(Stored entries)
** BEGIN **

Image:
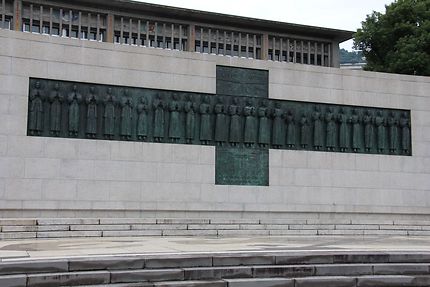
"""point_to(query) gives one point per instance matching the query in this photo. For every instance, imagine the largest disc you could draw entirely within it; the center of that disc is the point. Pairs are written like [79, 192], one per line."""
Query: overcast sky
[338, 14]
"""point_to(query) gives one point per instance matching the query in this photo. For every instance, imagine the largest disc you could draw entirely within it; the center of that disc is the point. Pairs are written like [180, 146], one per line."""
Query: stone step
[303, 275]
[248, 264]
[124, 227]
[327, 281]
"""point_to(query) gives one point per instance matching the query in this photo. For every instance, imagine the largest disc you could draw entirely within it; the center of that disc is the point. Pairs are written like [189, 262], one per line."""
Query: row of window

** END **

Exercise description — Format every line of the material as a JSON list of strings, with one string per line and no blank lines. Leave the pictures out of the answer.

Solved problem —
[
  "Image:",
  "\"\"\"point_to(query) gives one point per instance matching the query in this photo. For every instance, imagine the largest disc you could draw entirely within it; the center of that disc is the point. Pairs are written like [79, 192], one per line.\"\"\"",
  "Query: overcast sky",
  "[338, 14]",
  "\"\"\"point_to(query) gives one point per instance matching the query in this photo. For every instance, imagine the largest disc you could draw entirely within it; the center of that disc is the point. Pairs are written like [180, 146], one per line.\"\"\"",
  "Query: stone step",
  "[303, 275]",
  "[248, 264]",
  "[124, 227]",
  "[327, 281]",
  "\"\"\"point_to(query) gives one point per instance matching the query in this photo. For every instance, imagine the largest disc you could draw entirely within it; the center of that disc is the point. Pairs are written like [189, 262], one per line.\"\"\"",
  "Query: row of window"
]